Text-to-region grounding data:
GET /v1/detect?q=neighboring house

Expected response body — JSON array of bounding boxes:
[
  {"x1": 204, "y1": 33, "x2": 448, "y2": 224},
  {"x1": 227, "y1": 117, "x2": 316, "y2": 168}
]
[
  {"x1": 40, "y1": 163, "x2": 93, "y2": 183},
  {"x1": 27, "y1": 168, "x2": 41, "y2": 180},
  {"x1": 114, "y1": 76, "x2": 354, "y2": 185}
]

--

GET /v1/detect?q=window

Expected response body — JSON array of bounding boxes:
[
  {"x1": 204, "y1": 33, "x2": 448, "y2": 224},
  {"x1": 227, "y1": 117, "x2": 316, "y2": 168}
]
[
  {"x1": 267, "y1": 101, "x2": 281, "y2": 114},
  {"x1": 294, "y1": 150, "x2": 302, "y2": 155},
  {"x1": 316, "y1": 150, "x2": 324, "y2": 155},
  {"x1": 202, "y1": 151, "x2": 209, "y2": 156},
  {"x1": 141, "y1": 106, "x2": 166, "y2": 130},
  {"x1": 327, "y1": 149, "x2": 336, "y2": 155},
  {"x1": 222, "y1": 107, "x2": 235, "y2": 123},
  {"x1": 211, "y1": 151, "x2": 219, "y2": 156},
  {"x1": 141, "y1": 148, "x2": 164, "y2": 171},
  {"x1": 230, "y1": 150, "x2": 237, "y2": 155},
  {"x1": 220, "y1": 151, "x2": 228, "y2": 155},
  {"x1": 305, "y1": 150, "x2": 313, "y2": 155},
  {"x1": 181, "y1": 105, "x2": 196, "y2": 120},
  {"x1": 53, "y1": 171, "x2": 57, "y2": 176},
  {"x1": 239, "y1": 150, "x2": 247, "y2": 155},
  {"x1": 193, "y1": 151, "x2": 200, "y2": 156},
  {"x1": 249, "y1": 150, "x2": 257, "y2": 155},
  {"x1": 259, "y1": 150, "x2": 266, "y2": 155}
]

_What is required_: Please state how many lines in the entries above include the word "detect", giving only the number.

_Solved problem_: 2